:: Stored records ::
──────

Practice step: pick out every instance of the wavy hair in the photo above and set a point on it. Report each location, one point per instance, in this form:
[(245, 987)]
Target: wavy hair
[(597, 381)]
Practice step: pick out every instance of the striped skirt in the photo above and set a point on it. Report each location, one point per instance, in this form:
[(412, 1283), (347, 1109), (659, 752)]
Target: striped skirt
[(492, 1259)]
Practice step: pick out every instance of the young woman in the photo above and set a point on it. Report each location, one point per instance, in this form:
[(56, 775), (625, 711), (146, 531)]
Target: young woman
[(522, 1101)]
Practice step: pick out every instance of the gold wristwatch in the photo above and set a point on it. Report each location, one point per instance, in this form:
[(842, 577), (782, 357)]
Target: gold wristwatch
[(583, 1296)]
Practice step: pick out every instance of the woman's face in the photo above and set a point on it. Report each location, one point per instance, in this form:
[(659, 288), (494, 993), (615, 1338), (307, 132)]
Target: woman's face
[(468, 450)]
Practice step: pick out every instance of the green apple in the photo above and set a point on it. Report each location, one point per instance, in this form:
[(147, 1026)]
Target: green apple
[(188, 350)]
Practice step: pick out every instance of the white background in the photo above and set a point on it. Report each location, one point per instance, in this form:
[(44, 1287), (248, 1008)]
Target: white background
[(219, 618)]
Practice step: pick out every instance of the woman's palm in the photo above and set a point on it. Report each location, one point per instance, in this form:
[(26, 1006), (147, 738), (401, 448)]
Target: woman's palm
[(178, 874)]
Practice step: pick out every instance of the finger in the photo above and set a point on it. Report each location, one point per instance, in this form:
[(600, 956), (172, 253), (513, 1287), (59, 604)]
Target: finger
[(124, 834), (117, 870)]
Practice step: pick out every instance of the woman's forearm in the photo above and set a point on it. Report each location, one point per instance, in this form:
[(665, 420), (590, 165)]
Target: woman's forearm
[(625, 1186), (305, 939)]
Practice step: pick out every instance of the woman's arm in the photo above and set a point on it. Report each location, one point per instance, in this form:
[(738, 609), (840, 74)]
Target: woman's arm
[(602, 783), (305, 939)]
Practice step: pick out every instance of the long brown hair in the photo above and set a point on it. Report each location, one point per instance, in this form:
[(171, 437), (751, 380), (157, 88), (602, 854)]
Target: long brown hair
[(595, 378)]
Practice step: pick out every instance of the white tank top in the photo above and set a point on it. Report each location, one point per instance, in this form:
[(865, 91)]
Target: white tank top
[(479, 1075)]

──────

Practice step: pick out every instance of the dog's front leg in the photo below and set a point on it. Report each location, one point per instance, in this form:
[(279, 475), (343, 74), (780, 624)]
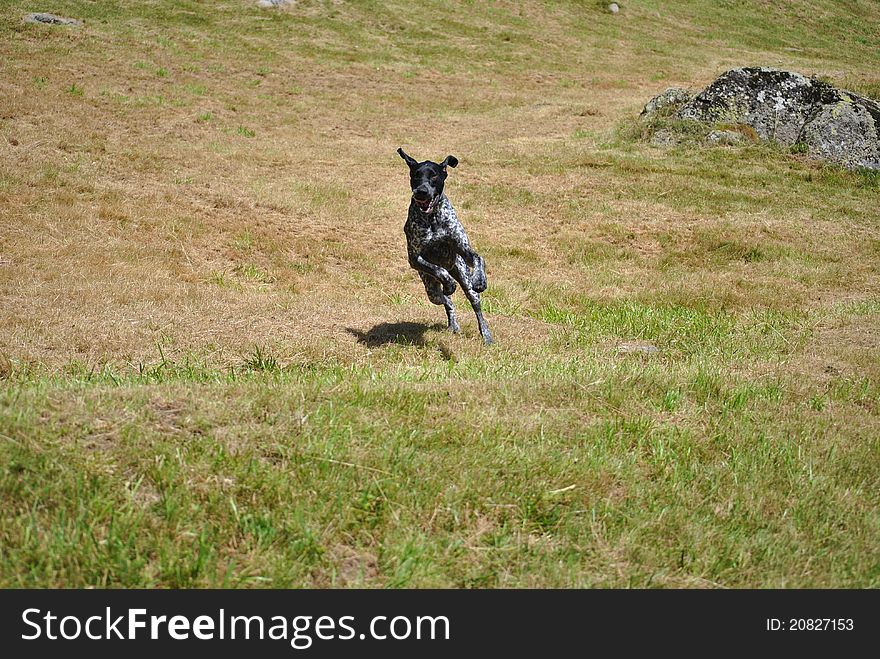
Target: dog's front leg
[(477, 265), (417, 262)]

──────

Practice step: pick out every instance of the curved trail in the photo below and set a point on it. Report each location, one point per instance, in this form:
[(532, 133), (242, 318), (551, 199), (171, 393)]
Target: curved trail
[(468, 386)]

──────

:: Stated problem ::
Rewrite the part of the items that opens with the line containing "Practice step: pick out every instance of the woman's arm" and closes with the line containing "[(595, 378)]", replacing "set a point on it" with "mark it with a point" and leaving everything else unchanged.

:: Solution to this problem ::
Practice step: pick out every instance of the woman's arm in the photo above and mark it with a point. Report each location, one point per instance, in this form:
[(738, 609), (840, 74)]
Target: woman's arm
[(602, 783), (305, 939)]
Practice step: pick out every instance of the long brown hair in the photo above and mark it with a point. Report each location, one point per instance, in this form:
[(171, 437), (751, 380), (157, 88), (602, 854)]
Target: long brown hair
[(595, 378)]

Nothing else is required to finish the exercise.